Request: Copy everything from the start of the rows down to the line that contains "[32,123,41,149]", and in those lines replace "footage" with "video" while leaving everything else unchanged. Give back only those lines.

───

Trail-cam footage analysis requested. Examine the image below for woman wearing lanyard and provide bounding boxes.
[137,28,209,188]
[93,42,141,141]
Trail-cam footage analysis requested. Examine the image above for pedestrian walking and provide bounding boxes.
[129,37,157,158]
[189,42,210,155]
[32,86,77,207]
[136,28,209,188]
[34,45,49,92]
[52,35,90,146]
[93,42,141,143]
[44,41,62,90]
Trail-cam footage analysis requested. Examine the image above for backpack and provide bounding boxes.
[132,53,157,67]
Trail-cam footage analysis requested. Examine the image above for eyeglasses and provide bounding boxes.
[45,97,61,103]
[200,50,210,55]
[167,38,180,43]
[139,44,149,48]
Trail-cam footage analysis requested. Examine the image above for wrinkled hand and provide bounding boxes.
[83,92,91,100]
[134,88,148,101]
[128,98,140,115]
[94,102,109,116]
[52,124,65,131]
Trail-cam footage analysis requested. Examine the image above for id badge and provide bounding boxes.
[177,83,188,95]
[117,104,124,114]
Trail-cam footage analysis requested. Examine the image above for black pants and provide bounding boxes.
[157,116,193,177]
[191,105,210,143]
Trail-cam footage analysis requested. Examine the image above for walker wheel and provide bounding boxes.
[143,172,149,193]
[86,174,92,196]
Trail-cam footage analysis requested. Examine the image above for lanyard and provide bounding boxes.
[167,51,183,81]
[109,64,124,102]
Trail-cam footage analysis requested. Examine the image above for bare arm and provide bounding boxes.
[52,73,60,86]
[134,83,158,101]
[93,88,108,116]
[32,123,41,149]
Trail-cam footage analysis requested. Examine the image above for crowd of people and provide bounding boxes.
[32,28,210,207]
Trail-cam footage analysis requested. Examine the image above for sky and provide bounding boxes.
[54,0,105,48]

───

Solution for this problem:
Trail-cam video analysis requested. Examine the image below for woman wearing lanyard and provide bounding boxes.
[137,28,209,188]
[93,42,141,141]
Trail-cam video analysis requested. Examine the image above for pedestrian walking and provide bounding boxes.
[129,37,157,158]
[189,42,210,155]
[32,86,77,207]
[136,28,209,188]
[34,45,49,92]
[52,35,90,146]
[93,42,141,143]
[44,41,62,90]
Trail-cam video analysis requested. Examine the image above for backpack and provide bounding boxes.
[132,53,157,67]
Trail-cam video analysis requested. Examine the image above for eyeglasses and provide bounding boxes.
[45,97,61,103]
[200,50,210,55]
[167,38,180,43]
[139,44,149,48]
Trail-cam video analysis requested. Examine the image above for wrinkled hand and provide bounding boxes.
[83,92,91,100]
[134,88,148,101]
[128,98,140,115]
[94,102,109,116]
[52,124,65,131]
Trail-cam video analysis requested. Examine the image above for id badge and provide bounding boxes.
[177,83,188,95]
[117,104,124,114]
Trail-cam video analysis requested. Examine the image above for black pants and provide bounding boxes.
[157,116,193,177]
[191,105,210,143]
Trail-cam video analysis requested. Examine the image above for walker wheel and provide bounding boxes.
[143,172,149,193]
[86,174,92,196]
Trail-cam video analysis requested. Examine the image above for lanyard and provide bounding boxes.
[167,51,183,81]
[109,64,124,102]
Trail-cam video analysis requested. Examine the image above for bare arm and provide bounding boxes.
[52,73,60,86]
[134,83,158,101]
[93,88,108,116]
[32,123,41,149]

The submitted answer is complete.